# Written instruction
Copy out, word for word, the lines beginning with the one containing "t-shirt in the image above." and continuing through the one containing "855 524 948 647", both included.

# Working data
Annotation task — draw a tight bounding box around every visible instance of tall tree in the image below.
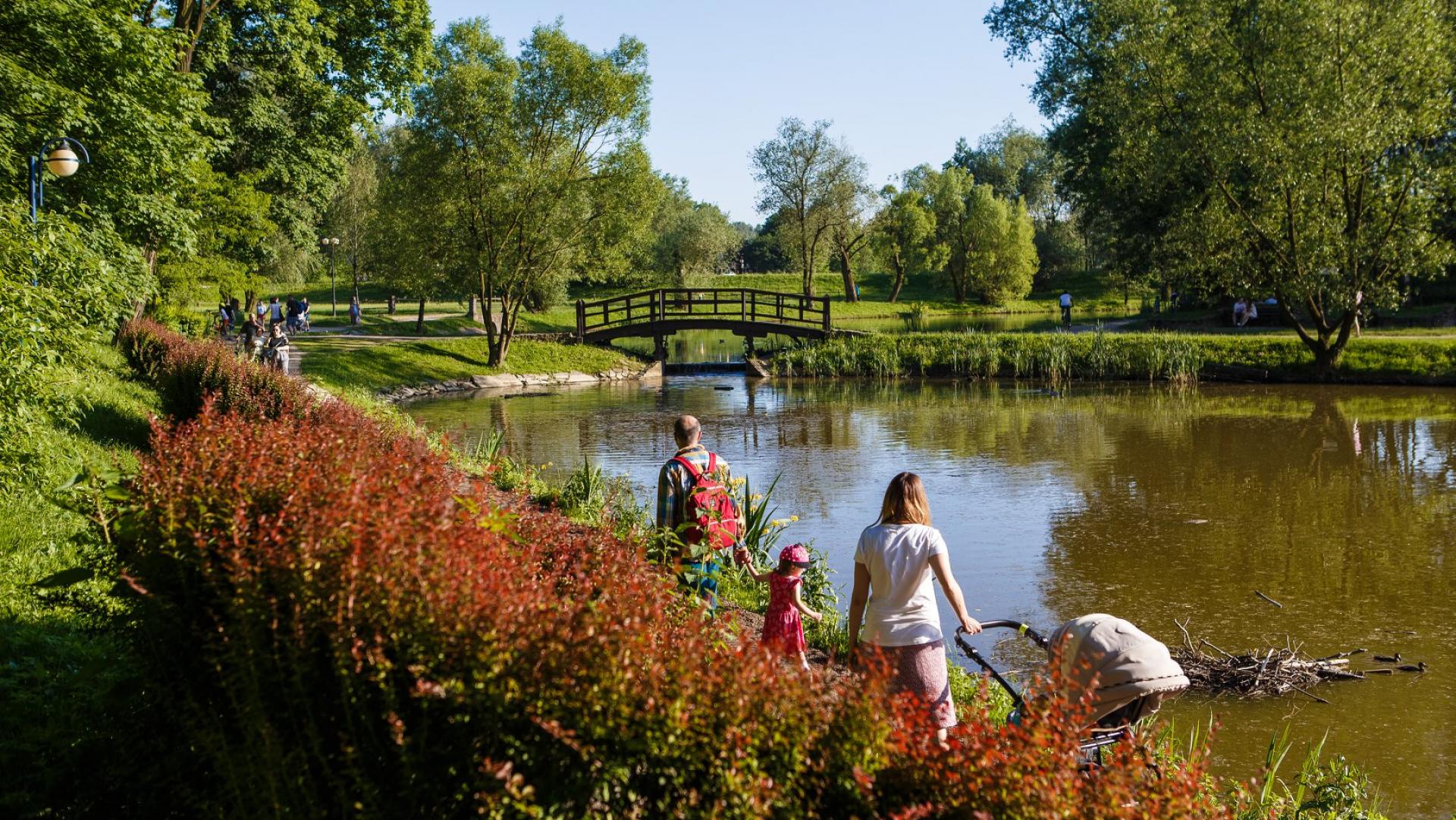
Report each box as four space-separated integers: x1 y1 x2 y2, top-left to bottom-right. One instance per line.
750 117 864 296
410 19 652 364
369 125 454 332
148 0 431 250
657 203 739 287
326 140 378 299
869 169 943 301
924 166 1037 304
987 0 1456 373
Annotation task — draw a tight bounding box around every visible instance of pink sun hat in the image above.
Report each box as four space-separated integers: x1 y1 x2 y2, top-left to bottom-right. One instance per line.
779 543 810 564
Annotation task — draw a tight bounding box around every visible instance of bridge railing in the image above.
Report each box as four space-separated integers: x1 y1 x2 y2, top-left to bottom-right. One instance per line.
576 287 830 338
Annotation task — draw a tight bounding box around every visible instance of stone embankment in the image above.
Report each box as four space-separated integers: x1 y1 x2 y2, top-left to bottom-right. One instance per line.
377 361 663 402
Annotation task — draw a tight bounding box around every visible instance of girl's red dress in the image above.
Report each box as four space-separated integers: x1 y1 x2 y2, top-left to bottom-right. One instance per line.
763 573 804 654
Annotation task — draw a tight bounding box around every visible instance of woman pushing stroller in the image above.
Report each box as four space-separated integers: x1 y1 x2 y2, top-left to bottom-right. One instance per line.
849 472 981 743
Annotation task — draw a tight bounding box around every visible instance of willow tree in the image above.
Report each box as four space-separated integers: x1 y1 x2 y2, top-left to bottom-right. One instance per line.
987 0 1456 373
869 169 940 301
410 19 652 366
750 117 866 301
921 165 1037 304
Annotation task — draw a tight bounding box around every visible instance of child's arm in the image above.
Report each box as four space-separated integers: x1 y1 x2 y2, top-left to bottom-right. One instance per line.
742 561 772 584
793 584 824 620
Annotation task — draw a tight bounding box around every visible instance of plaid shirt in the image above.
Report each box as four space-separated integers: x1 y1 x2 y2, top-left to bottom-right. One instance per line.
657 445 728 530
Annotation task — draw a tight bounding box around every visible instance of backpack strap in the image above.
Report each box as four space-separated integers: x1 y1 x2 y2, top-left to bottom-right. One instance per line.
673 451 718 483
673 456 712 483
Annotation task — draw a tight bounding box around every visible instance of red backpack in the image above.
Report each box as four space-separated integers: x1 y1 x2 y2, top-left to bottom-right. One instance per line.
673 453 738 549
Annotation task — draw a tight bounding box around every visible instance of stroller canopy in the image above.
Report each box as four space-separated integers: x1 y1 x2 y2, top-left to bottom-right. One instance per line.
1050 614 1188 721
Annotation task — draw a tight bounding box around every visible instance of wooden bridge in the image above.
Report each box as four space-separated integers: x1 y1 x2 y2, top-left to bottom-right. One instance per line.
576 288 830 358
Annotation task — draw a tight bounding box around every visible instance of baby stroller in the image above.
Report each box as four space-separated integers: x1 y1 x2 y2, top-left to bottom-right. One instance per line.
956 614 1188 769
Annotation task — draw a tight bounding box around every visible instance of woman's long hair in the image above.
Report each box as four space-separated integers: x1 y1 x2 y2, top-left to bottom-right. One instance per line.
880 472 930 526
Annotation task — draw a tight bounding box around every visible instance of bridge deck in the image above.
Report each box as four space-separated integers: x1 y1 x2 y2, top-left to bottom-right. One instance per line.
576 288 830 342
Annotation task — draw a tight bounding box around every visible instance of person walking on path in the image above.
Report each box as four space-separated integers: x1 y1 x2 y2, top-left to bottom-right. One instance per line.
849 472 981 743
657 415 741 609
747 543 824 668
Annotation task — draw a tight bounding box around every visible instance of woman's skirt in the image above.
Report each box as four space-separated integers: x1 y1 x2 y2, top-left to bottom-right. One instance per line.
880 641 956 728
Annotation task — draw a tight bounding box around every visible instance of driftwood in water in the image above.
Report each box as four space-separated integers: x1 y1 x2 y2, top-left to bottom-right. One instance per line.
1171 620 1364 703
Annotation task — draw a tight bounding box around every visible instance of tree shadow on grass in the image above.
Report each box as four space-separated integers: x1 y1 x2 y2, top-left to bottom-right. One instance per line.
77 399 152 450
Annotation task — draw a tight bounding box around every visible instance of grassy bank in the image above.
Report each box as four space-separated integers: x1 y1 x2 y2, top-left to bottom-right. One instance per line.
770 332 1456 385
299 337 641 391
0 345 183 817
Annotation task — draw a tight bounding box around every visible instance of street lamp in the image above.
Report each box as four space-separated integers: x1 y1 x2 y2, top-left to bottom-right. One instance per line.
318 236 339 316
29 137 90 225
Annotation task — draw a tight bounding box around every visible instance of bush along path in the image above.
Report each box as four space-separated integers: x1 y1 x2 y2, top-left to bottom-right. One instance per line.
93 322 1385 818
769 331 1456 385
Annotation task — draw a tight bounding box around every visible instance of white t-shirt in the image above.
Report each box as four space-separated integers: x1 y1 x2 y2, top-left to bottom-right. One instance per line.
855 524 948 647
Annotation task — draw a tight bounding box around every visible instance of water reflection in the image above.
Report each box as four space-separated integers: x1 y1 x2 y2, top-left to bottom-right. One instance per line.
410 377 1456 817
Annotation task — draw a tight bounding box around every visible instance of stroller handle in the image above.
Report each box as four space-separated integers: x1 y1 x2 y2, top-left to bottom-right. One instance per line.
956 620 1051 649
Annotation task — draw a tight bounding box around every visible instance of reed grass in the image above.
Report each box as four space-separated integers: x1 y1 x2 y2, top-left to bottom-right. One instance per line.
770 329 1456 386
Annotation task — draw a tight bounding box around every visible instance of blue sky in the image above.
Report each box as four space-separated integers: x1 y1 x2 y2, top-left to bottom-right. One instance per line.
432 0 1044 225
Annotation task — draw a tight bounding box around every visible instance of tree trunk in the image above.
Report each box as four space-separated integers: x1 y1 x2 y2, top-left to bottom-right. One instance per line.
890 253 905 301
839 250 859 301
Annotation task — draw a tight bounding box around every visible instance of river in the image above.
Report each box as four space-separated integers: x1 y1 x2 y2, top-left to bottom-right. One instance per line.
408 375 1456 820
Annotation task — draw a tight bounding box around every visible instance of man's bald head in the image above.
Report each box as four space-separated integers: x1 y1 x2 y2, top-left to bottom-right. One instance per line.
673 415 703 447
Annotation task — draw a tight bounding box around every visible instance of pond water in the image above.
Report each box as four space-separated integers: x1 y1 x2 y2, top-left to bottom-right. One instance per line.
408 375 1456 818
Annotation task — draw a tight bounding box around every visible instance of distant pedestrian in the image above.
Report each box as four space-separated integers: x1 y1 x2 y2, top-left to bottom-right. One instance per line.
264 325 288 373
849 472 981 743
657 415 742 608
285 296 303 334
747 543 824 668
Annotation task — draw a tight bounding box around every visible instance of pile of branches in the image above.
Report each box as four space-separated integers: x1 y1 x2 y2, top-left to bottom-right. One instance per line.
1169 622 1364 703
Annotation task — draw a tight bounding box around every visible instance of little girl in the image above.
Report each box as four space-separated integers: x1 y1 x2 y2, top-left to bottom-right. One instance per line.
747 543 824 668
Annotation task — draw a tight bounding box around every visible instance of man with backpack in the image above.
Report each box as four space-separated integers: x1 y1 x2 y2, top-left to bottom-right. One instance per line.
657 415 742 608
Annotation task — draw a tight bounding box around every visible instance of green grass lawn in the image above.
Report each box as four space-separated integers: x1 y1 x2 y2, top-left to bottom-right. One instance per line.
772 332 1456 385
0 344 171 817
299 337 641 391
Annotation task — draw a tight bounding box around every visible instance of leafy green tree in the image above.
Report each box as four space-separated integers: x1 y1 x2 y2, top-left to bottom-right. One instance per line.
366 125 457 332
923 166 1037 304
869 172 943 301
750 117 864 299
657 203 739 287
146 0 431 250
410 19 654 364
987 0 1456 372
0 0 220 263
326 140 381 299
738 211 793 274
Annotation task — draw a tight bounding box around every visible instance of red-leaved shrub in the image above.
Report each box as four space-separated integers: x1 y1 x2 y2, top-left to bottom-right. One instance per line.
117 319 309 419
118 329 1217 818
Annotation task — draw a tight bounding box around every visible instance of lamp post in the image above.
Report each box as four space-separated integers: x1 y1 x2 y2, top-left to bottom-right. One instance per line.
318 236 339 316
27 137 90 225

# Written solution
Annotation task — draw a tight bounding box around every visible instance of white t-shirt in the image above.
Report each box as four space-separated integers: x1 y1 x2 y2, top-left to bottom-right. One instance per line.
855 524 948 647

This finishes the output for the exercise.